**Brief A**
Set down the part of the DNA Day text below between "DNA DAY: Flashback" and "the Biological Laboratory.", inclusive, without changing a word.
**Brief B**
Resume the DNA Day text below about Watson's 1953 Cold Spring Harbor presentation, picking up after its last sentence.

DNA DAY: Flashback to 1953

James D. Watson presenting the double helix at the 1953 CSH Symposium

Above is James D. Watson, looking rather disheveled in an untucked shirt and shorts, presenting the structure of DNA publicly for the very first time. This historic event took place in June of 1953 in the Bush Auditorium at the Biological Laboratory at Cold Spring Harbor. It was just three months earlier that Watson and Crick finally, after a series of missteps, assembled their famous model. During this time Watson was in close contact with members of the CSH community, especially Max Delbrück and Milislav Demerec, who was then director of the Biological Laboratory.

**Listed entries**

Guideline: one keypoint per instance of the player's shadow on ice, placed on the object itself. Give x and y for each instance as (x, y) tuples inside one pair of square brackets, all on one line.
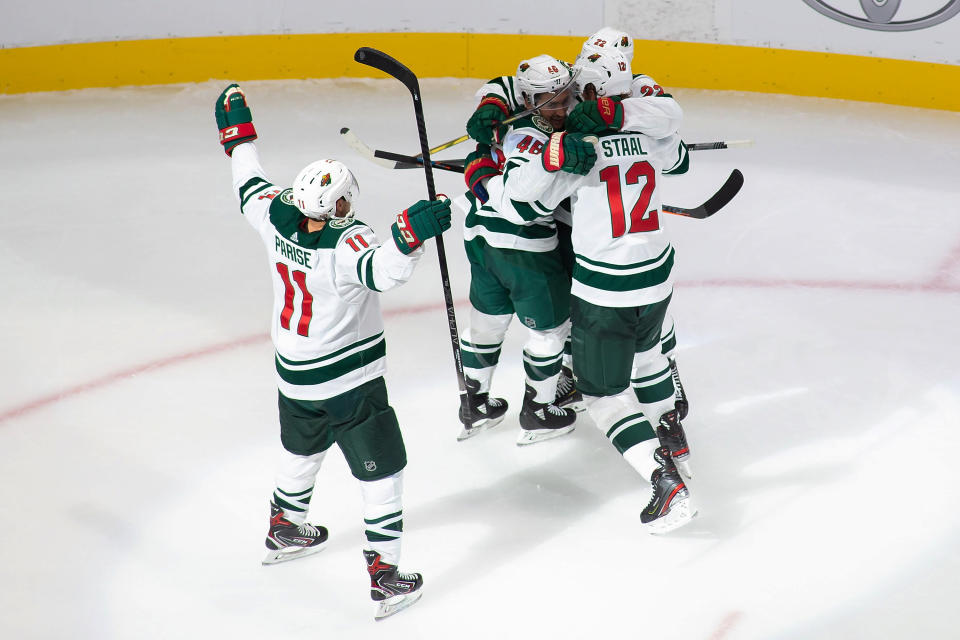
[(581, 474)]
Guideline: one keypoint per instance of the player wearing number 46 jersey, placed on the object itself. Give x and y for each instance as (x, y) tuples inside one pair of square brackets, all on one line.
[(327, 269), (621, 286)]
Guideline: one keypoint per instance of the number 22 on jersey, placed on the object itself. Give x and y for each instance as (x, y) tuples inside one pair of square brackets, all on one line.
[(641, 218)]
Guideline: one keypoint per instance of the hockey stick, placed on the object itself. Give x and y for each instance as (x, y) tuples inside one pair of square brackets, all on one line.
[(401, 161), (390, 66), (726, 193), (723, 144), (717, 201), (574, 73)]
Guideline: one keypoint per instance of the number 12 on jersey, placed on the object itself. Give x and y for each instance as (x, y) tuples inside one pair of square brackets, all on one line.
[(641, 219), (306, 306)]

**Result A**
DNA DAY: Flashback to 1953

James D. Watson presenting the double helix at the 1953 CSH Symposium

Above is James D. Watson, looking rather disheveled in an untucked shirt and shorts, presenting the structure of DNA publicly for the very first time. This historic event took place in June of 1953 in the Bush Auditorium at the Biological Laboratory at Cold Spring Harbor. It was just three months earlier that Watson and Crick finally, after a series of missteps, assembled their famous model. During this time Watson was in close contact with members of the CSH community, especially Max Delbrück and Milislav Demerec, who was then director of the Biological Laboratory.

**Result B**
As noted on our CSHL Symposia Digital Collection, the 1953 Symposium "achieved its mythic quality because of a last minute addition to the program." At the time Delbrück remarked, "The discovery of a structure for DNA proposed by Watson and Crick a few months ago, and the obvious suggestions arising from this structure concerning replication seemed of such relevance to many of the questions to be discussed at this meeting..." that the work had to be included. Below is the letter that Demerec sent to Watson requesting his participation in the Symposium. The letter was sent just 2 days after the publication of Watson and Crick's famous Nature article, "Molecular structure of Nucleic Acids: A Structure for Deoxyribose Nucleic Acid."

Click to Enlarge


National DNA Day is observed annually in April to celebrate both the discovery of the double helix and completion of the Human Genome Project.